> **WHAT TO PRODUCE**
Copy out the entries that come next, exactly.

> **EXERCISE MATERIAL**
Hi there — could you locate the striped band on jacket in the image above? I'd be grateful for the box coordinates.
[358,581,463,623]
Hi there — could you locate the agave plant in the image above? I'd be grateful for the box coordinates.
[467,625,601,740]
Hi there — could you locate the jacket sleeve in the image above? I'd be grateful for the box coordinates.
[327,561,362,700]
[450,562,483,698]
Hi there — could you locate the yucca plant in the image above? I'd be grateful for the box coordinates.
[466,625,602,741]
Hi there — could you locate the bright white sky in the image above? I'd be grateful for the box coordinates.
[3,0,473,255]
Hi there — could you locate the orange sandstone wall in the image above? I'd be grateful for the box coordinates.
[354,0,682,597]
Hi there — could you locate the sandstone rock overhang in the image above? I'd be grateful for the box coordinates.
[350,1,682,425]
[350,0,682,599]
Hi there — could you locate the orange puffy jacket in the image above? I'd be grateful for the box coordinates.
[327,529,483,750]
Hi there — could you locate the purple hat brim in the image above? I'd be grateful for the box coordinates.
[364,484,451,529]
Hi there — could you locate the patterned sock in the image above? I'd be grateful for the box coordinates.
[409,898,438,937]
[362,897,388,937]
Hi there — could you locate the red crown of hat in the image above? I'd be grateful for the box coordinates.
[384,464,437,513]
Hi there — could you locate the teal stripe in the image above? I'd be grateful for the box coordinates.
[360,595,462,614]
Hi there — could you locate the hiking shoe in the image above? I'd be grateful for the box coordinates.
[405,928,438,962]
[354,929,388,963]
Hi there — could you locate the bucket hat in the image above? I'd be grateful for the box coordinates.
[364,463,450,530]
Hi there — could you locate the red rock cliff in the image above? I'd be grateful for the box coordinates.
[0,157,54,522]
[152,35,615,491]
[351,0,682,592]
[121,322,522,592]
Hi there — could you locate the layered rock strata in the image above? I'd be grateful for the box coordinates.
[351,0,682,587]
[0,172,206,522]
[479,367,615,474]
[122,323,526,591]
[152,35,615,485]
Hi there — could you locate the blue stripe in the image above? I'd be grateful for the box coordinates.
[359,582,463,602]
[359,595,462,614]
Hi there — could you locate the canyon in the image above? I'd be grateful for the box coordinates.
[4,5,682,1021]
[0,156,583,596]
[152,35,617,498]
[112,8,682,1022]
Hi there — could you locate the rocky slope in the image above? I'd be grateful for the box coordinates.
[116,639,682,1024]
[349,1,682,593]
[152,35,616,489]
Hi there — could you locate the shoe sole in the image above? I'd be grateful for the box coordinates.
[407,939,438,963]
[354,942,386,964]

> **RESPONSE BELOW**
Hi there — could you locate the striped band on jacket in the image above? I'd be grateful for the box coordinates.
[358,581,463,623]
Hi there — could you locate the agave plant in the image above? I'd be grateful for the box coordinates.
[467,625,601,740]
Hi there — could you locate the jacket sleeve in the image above? I'd be grateful for the box coordinates.
[327,561,362,700]
[450,562,483,698]
Hi there — could you locate the yucca plant in the image above? I'd be grateful for the box coordinates.
[466,625,602,741]
Hi there — could you locate the bright white sky in the image above? I'd be grateful for the box coordinates.
[3,0,473,255]
Hi there — could you locate the orange sandstone wall in the image above? I'd be grateful for the box coordinates.
[354,0,682,597]
Hi there — could you locate the sandstone rock overhang in the image above? I'd be grateful for the box coordinates.
[350,1,682,425]
[350,0,682,599]
Hi there — could you locate the orange puffy jacket in the image above? I'd be grateful for the box coordinates.
[327,529,483,750]
Hi there — could you locate the purple hat brim in the image above? I'd be grateful for the box coordinates.
[364,484,451,529]
Hi there — could you locate the patterned sock in the image above? I'd be grateful for the box coordinates.
[409,898,438,937]
[362,897,388,937]
Hi there — could you locate the red crown of hat in the image above? I'd be grateful for the box coordinates.
[384,464,437,513]
Hi there — could you locate the teal stripe in the image above? I'd be grateful for the box coordinates.
[360,595,462,614]
Hi there — could you locate the hiking shoe in the image above? I'd be grateful for the box coordinates.
[405,928,438,962]
[354,929,388,963]
Hi there — could you locate the bucket hat in the image above? I'd be grateful for the box coordinates.
[364,463,450,530]
Hi there — could you locate the red rock cliff in the image above? I'd be grateful for the box coordinates.
[0,157,54,522]
[152,35,615,491]
[351,0,682,592]
[121,322,522,592]
Hi there — could you locate the layered rock strata in the image above? I'd be grateful for the box coordinates.
[351,0,682,587]
[0,172,206,522]
[479,367,615,474]
[122,323,526,591]
[152,35,615,485]
Hi there — could you locate the blue stripe in the image above? I'd be grateful for the box coordinates.
[359,582,463,602]
[359,595,462,614]
Hi there — could you locate the canyon in the image above? I'd be grateful for the box coordinates.
[4,5,682,1021]
[0,156,583,596]
[152,35,617,498]
[112,8,682,1022]
Hi there — could you locate the rocky slope in the image above? I'd be grateful for the box coordinates.
[116,639,682,1024]
[349,1,682,593]
[152,35,616,489]
Hi there — could you locate the shoe sole in the image above? I'd be grateful for the box coordinates.
[407,939,438,963]
[354,942,386,964]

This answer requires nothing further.